## [Atividade]
Escreva a continuação do texto sobre a 14ª MOSCA, começando logo após a última frase.

## [Texto para leitura]
- - - -

14ª MOSCA exibiu 119 curtas em 2021, em sua segunda edição online
Caminhos possíveis
Num texto fluido e saboroso, publicado em 2004 a propósito de Kiarostami, Jean-Claude Bernardet cita uma outra forma de encarar o mundo. Diferente das histórias com começo e fim, narrativas nas quais os elementos seguem uma trajetória determinada, o catálogo ou o banco de dados surgem para representar o mundo "como uma lista de itens, recusando-se a ordená-la". Eles recusam a pretensão de criar uma "trajetória de causa e efeito entre elementos (entre fatos) aparentemente desordenados".
Pela segunda vez, apresentamos uma MOSCA totalmente online. Pela primeira vez, no entanto, experimentamos um formato novo para nós. Se, até 2020, os filmes estavam agrupados em sessões, desta vez nos inspiramos nas palavras de Bernardet (na verdade ele cita o texto "Database as a symbolic form" de Lev Manovich) para apresentar os filmes como "itens isolados", em que cada um "tem o mesmo significado de qualquer outro".
Continuam os recortes, as mostras Brasil, Infantil, Internacional, Jovem, Meia-Noite e Mineira. Mas os curtas-metragens deixam de integrar um desenho proposto por nós. Eles ficam disponíveis simultaneamente por toda a mostra, sem sessões de abertura ou encerramento. Assim, coexistem com a mesma importância, ainda que isolados — como todos nós ao longo da pandemia. Como nessa identidade visual criada mais uma vez por Mateus Rios, cada filme se revela como algo único, de contorno e vibrações próprias.

- - - -

## [Entradas de dados]
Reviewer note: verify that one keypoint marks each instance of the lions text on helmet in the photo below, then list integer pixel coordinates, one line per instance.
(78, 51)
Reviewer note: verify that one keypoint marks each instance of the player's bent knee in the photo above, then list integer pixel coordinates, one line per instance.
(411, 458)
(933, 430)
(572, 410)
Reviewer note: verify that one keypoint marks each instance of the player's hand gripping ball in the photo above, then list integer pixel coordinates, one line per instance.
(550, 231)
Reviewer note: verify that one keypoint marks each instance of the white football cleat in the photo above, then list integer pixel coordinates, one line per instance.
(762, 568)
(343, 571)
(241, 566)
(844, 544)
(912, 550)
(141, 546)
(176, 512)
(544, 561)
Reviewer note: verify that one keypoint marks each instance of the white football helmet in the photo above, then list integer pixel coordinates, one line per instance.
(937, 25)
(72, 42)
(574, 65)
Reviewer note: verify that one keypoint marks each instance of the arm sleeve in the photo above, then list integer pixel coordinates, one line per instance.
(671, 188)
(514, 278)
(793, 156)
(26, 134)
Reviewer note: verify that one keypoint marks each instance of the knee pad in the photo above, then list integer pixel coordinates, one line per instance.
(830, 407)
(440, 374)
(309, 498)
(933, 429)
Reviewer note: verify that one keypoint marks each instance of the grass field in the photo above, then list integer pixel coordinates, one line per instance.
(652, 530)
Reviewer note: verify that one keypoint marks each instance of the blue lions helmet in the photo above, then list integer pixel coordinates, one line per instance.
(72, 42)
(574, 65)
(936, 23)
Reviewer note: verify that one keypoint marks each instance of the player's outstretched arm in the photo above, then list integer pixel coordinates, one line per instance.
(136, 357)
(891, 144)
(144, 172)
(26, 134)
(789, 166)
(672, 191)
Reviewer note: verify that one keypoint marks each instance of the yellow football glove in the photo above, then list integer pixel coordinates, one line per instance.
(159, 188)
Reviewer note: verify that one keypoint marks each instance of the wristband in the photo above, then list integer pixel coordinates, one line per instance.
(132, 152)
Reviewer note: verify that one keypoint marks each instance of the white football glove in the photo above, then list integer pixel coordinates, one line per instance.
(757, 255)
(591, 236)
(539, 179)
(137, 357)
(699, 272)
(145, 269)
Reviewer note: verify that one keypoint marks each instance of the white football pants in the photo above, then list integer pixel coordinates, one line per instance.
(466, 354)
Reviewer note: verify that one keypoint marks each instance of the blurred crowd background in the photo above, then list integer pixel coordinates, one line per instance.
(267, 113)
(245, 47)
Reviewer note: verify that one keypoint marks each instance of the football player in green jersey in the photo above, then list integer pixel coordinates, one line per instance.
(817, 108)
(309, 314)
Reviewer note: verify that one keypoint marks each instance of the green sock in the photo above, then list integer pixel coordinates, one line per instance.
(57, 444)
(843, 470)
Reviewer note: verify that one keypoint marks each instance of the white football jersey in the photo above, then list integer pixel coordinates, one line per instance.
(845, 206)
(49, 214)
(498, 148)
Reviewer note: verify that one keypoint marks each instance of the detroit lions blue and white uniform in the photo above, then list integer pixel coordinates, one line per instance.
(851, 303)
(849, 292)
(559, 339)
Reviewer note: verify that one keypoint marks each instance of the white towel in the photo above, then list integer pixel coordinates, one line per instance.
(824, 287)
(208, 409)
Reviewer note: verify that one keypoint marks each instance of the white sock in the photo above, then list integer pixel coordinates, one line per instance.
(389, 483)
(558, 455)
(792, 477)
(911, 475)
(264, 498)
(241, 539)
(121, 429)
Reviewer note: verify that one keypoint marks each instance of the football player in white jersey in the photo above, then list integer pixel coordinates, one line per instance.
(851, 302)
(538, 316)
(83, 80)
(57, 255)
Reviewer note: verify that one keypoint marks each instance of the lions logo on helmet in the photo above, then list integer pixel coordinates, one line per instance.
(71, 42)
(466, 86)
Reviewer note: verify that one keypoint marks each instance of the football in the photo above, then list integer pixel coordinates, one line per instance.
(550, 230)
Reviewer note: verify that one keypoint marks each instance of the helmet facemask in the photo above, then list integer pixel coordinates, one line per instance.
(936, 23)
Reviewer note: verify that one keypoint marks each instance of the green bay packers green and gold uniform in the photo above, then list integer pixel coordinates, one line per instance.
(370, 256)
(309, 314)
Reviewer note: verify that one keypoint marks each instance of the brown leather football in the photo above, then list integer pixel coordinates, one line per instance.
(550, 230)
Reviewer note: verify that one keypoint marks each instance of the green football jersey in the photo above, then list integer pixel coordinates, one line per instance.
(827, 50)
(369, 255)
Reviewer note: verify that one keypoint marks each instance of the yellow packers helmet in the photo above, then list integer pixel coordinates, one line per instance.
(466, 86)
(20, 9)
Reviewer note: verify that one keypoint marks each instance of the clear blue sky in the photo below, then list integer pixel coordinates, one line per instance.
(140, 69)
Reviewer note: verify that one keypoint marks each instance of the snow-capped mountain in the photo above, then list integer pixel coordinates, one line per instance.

- - - -

## [Resposta abaixo]
O convite que fazemos ao público é o de criar os próprios caminhos de apreciação da 14ª MOSCA. O de ligar os pontos, da forma ainda possível (o online), mas também livre e subjetiva, construindo o desenho que se quiser, sua constelação particular (pegando carona num termo do curador Leno Veras), e perceber que os filmes, dispostos de maneira independente, são capazes no entanto de revelar novas cores. De alguma forma, eles se tocam e se contaminam – na melhor acepção do termo –, sem perder seus contornos, sem perder sua integridade.
Cada curta, como cada pessoa, importa. Como seres com vida própria, o conjunto que oferecemos vibra, repleto de energia, e parece que tende cada vez mais ao centro, com vontade de se aglutinar. Esse organismo, que não começa nem termina do jeito como estamos acostumados, traz o desejo secreto, provisoriamente impossível, de que nunca tenha fim.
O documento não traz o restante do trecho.